● **THE PROBLEM**
Whenever a line below mentions the word "gray", that line should be copied.

***** RECORDED INFORMATION

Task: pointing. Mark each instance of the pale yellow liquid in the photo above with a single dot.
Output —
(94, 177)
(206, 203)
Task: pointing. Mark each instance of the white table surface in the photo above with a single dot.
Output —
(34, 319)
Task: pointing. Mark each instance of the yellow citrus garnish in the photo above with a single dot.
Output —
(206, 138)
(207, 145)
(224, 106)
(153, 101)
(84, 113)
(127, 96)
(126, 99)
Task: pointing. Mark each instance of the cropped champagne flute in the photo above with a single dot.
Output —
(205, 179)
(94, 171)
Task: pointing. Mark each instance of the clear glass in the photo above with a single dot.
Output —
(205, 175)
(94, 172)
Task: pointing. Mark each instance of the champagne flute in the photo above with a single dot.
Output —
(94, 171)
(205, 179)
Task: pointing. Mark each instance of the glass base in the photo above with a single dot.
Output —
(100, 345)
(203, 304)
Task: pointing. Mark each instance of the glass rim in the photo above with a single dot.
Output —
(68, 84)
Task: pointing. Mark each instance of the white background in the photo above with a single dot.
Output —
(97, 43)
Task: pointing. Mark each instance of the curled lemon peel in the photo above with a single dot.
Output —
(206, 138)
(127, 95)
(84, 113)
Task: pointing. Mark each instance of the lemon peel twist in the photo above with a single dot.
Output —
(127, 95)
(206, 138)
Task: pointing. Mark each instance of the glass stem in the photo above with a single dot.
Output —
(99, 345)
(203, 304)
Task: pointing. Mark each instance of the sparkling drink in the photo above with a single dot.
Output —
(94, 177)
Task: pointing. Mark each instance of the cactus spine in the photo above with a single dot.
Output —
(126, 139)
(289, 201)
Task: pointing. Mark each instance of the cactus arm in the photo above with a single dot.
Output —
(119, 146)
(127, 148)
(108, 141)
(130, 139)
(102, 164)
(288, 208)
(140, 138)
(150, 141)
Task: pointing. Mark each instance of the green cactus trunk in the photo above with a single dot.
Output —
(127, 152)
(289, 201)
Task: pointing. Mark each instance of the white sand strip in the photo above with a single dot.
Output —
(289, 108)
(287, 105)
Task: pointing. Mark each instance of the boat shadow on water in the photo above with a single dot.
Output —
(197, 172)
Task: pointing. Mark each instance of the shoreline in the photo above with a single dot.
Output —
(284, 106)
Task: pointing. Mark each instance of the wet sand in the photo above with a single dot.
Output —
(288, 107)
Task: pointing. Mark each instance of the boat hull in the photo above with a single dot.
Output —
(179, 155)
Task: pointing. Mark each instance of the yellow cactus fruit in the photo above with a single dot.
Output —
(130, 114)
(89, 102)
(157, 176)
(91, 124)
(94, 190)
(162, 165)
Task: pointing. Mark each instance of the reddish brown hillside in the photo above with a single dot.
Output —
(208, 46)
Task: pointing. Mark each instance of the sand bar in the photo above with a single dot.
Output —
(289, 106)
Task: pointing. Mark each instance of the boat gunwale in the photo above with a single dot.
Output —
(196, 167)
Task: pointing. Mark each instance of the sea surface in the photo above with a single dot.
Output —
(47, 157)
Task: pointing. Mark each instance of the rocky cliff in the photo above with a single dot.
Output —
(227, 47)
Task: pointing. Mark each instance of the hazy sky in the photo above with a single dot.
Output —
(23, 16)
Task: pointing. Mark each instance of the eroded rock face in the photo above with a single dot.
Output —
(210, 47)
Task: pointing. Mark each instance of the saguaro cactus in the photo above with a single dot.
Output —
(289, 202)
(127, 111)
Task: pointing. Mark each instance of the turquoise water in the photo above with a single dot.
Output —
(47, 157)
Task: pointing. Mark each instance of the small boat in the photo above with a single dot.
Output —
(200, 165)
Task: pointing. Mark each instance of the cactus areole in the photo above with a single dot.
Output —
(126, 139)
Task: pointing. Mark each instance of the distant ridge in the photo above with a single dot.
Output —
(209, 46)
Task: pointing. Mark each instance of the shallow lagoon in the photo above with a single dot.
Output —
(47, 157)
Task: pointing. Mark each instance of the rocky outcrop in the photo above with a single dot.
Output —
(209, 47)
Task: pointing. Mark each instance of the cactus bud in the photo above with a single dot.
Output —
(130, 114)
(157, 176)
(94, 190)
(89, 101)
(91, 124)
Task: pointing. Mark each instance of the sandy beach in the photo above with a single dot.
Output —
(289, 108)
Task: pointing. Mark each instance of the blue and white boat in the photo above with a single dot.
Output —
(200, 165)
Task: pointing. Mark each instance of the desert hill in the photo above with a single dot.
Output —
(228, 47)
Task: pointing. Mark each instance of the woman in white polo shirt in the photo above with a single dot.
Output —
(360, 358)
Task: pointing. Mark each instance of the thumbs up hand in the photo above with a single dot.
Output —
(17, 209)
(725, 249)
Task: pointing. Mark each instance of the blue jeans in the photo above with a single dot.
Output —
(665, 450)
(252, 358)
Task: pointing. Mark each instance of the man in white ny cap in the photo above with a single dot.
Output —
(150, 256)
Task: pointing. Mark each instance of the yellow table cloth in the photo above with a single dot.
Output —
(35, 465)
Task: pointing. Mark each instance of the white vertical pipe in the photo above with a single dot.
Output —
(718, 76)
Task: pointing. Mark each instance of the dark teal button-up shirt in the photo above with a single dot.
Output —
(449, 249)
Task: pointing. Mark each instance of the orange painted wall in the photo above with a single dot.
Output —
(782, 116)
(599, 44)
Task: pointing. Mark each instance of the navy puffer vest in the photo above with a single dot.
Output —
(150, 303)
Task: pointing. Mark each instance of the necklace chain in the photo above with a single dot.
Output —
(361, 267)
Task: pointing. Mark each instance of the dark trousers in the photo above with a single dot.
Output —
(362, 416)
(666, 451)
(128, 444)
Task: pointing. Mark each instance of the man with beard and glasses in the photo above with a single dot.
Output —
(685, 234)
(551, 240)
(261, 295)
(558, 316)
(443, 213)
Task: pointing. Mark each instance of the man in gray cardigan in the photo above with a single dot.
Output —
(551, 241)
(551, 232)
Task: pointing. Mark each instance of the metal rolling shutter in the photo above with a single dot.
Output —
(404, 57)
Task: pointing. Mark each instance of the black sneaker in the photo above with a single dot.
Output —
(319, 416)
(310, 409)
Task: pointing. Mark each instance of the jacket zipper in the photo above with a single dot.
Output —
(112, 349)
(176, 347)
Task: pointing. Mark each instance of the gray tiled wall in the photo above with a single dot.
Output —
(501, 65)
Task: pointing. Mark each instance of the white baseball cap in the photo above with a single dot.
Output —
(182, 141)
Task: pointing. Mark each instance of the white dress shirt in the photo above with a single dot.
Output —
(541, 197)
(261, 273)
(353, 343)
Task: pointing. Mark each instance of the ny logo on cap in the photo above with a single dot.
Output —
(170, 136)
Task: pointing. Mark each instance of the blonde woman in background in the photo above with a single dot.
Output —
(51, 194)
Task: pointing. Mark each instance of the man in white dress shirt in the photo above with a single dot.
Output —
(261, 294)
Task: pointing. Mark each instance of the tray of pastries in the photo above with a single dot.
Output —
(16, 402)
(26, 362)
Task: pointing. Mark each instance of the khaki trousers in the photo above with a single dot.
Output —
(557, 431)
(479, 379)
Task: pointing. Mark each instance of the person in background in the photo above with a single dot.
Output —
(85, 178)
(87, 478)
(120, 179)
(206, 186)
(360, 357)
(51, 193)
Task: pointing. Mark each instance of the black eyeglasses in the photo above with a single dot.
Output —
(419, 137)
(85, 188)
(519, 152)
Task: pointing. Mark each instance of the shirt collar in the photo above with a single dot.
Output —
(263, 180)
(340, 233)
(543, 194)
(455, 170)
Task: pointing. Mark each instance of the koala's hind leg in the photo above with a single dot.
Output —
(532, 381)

**********
***** RECORDED INFORMATION

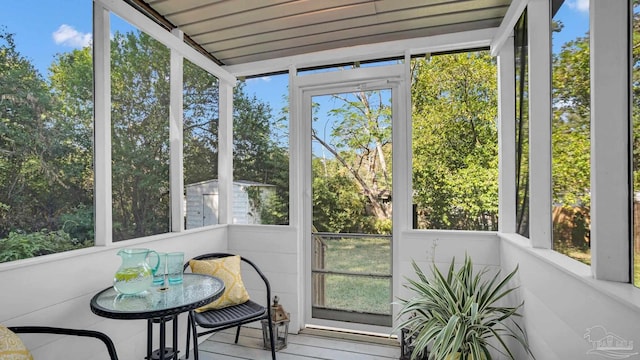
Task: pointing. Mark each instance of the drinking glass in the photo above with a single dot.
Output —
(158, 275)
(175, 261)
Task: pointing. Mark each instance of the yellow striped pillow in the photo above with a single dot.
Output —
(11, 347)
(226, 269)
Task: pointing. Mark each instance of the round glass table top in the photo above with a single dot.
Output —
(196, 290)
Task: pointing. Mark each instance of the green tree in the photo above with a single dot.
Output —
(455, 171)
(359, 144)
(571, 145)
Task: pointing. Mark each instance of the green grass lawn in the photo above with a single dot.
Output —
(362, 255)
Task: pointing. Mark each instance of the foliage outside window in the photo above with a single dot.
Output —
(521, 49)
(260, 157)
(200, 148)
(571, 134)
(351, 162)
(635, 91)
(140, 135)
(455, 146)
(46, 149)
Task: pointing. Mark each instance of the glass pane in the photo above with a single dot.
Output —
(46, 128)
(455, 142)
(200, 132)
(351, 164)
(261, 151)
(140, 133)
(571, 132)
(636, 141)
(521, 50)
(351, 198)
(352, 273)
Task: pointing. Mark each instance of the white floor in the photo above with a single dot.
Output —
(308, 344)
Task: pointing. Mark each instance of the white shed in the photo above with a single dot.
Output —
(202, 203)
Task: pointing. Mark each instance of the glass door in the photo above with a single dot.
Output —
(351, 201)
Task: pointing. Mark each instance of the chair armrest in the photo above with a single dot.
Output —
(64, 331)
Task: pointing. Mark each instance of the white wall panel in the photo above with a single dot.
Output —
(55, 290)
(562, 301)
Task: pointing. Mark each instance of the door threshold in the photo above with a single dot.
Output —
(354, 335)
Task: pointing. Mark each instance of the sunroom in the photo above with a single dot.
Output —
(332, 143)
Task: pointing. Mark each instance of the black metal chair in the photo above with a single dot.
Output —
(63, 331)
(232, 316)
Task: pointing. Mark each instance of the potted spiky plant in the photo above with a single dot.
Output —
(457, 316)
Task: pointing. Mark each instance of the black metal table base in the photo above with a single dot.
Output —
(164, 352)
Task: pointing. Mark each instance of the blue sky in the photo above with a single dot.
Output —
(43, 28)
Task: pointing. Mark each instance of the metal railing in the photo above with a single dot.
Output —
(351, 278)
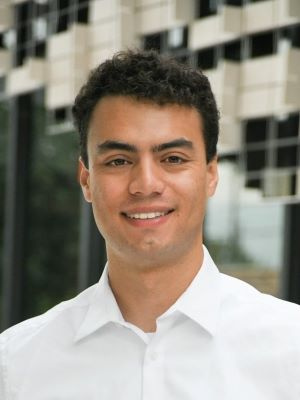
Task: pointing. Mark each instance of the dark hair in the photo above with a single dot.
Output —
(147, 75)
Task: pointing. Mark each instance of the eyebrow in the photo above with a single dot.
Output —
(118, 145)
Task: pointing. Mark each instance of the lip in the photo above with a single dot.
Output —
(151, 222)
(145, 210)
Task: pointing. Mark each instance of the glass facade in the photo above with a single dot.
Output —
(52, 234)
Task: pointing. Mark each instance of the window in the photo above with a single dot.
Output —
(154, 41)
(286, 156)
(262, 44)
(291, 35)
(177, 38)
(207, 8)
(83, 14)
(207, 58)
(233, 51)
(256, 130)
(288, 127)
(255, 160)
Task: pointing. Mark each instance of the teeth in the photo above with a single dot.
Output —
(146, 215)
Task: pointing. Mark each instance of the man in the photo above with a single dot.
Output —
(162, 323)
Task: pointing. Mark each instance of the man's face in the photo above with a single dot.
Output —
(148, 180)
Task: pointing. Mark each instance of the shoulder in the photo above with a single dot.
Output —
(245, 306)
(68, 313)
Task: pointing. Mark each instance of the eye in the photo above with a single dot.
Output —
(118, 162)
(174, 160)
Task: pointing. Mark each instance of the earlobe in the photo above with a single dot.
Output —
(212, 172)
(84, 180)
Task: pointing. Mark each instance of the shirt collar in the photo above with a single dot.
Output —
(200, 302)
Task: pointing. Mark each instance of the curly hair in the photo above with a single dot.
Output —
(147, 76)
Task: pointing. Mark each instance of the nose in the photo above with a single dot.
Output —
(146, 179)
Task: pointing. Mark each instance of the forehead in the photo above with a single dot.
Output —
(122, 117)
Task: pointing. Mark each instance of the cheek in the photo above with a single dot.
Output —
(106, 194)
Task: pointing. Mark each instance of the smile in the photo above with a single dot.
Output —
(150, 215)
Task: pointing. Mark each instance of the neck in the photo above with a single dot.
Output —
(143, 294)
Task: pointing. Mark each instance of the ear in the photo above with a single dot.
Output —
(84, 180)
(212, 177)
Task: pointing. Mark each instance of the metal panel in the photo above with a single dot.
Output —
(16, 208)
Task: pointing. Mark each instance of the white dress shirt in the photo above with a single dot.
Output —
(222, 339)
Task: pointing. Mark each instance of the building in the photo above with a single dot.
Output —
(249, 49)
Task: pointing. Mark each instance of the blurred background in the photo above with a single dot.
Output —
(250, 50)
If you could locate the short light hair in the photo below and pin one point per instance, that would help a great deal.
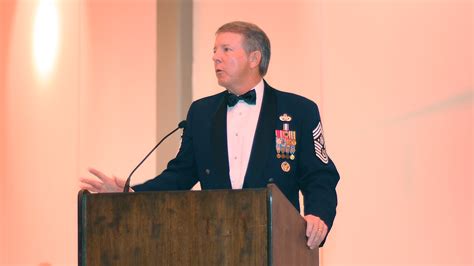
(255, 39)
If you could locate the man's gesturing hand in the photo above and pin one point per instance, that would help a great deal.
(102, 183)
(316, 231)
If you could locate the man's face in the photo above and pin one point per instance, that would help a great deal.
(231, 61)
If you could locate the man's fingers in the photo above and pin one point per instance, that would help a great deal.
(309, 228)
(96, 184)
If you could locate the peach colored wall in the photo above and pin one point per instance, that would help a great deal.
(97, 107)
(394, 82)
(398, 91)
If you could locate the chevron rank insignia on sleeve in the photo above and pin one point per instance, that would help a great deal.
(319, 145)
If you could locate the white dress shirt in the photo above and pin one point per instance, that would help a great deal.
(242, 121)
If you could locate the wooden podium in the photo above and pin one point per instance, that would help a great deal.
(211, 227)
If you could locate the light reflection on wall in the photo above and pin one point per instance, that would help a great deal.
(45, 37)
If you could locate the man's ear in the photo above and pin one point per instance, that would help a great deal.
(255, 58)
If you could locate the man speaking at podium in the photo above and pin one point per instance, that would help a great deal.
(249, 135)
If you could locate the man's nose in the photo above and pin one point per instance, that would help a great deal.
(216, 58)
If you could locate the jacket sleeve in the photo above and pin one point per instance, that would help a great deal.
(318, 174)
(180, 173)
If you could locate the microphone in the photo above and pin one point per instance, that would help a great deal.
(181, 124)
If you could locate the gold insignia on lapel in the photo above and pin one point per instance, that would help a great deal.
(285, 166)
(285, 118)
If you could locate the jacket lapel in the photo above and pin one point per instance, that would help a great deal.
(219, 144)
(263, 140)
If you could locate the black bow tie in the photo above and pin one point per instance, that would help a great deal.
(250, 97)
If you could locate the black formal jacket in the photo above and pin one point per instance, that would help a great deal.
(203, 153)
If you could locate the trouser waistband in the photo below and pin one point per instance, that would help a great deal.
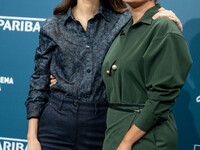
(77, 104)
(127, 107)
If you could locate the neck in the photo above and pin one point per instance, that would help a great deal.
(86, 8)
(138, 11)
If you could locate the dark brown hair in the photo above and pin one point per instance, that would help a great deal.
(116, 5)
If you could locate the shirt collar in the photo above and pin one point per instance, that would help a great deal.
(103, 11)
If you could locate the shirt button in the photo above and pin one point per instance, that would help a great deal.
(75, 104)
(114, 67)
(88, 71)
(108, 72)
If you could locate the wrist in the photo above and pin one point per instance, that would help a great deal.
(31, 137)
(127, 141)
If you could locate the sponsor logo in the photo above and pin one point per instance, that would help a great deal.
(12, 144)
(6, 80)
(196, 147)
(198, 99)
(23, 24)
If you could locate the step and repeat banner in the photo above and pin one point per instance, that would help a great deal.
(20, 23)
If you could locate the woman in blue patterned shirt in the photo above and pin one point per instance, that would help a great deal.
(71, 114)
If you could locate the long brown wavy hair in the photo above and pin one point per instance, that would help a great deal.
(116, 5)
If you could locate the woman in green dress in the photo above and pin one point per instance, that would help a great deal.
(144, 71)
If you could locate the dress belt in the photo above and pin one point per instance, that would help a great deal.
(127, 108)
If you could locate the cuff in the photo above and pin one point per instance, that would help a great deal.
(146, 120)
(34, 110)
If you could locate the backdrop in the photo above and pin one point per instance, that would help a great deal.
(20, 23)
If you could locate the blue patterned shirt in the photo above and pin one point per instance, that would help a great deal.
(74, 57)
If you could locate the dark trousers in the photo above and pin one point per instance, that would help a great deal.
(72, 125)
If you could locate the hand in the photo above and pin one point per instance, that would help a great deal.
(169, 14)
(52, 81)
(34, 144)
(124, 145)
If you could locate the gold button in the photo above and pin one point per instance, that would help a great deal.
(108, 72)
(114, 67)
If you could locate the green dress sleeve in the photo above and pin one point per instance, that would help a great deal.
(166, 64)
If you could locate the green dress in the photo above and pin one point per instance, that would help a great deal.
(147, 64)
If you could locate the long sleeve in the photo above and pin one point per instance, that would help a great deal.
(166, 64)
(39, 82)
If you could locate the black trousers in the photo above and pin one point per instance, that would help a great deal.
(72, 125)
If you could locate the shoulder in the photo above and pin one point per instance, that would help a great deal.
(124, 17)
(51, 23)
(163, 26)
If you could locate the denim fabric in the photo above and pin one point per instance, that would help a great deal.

**********

● **TASK ANSWER**
Task: pointing. Mark each instance of the man in gray cardigan in the photo above with a single dot.
Task: pointing. Mark each instance of the gray tiled wall in the photo above with a single dot.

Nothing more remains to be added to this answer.